Zähl nach, in wie vielen Zeilen der Einträge unten die Zeichenfolge „track“ steht, und nenn nur diese Zahl. Groß- und Kleinschreibung wird beachtet.

****************************************

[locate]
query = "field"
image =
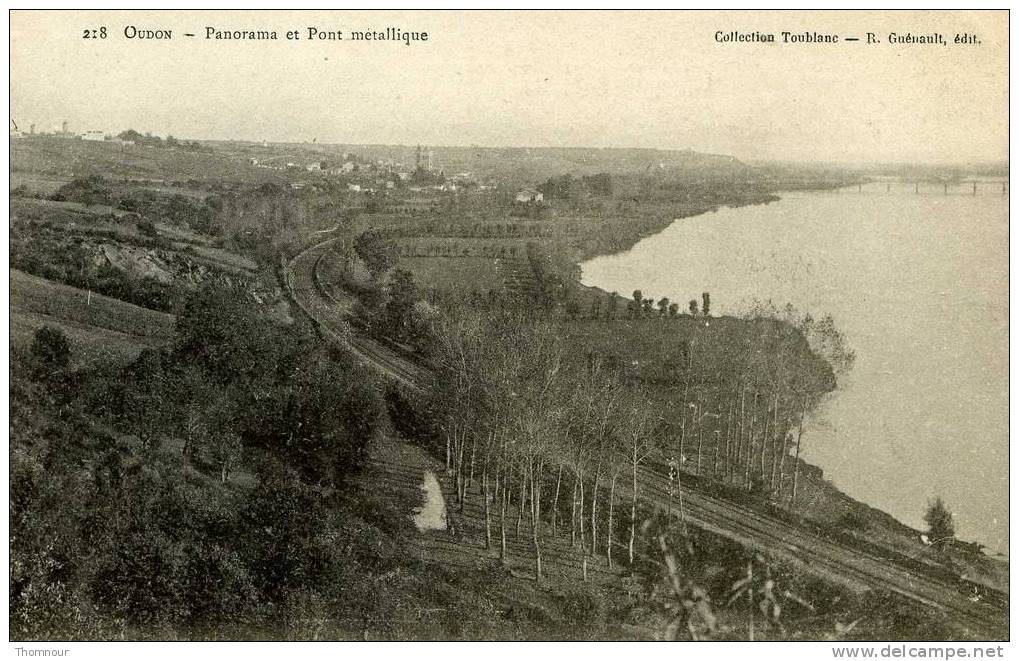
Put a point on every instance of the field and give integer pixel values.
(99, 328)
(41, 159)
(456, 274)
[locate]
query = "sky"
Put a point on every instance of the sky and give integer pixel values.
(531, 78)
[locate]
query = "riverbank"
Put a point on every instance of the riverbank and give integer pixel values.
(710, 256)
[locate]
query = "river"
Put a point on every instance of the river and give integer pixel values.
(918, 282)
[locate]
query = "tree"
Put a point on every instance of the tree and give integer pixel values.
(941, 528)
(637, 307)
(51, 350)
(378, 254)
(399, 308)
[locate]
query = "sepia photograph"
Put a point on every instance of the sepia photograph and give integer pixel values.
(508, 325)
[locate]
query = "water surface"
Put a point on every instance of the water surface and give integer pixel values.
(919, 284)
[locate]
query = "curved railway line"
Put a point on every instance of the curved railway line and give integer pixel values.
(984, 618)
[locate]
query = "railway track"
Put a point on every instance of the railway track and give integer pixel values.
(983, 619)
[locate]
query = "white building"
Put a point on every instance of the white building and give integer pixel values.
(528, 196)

****************************************

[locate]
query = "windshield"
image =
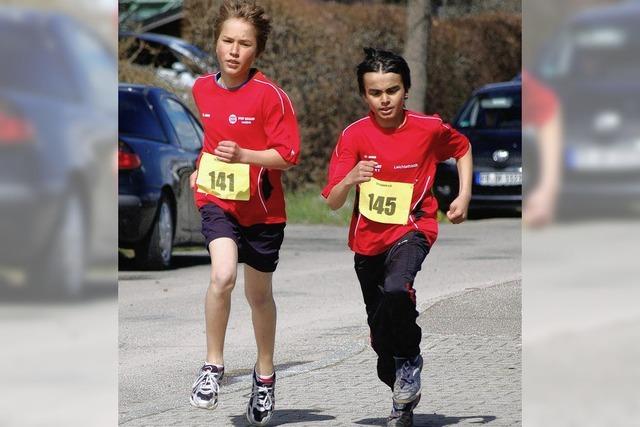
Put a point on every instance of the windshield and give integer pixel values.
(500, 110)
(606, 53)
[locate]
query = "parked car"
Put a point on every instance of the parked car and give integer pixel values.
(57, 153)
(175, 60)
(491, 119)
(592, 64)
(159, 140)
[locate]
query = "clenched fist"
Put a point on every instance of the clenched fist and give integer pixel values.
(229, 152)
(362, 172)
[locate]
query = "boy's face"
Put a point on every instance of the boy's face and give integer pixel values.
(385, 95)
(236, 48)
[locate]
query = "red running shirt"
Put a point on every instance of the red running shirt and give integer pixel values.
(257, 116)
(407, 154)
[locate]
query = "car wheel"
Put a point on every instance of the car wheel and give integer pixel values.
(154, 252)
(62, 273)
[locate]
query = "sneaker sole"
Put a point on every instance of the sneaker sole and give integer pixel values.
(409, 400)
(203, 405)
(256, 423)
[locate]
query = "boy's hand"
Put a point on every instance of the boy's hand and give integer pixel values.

****************************************

- _Antwort_
2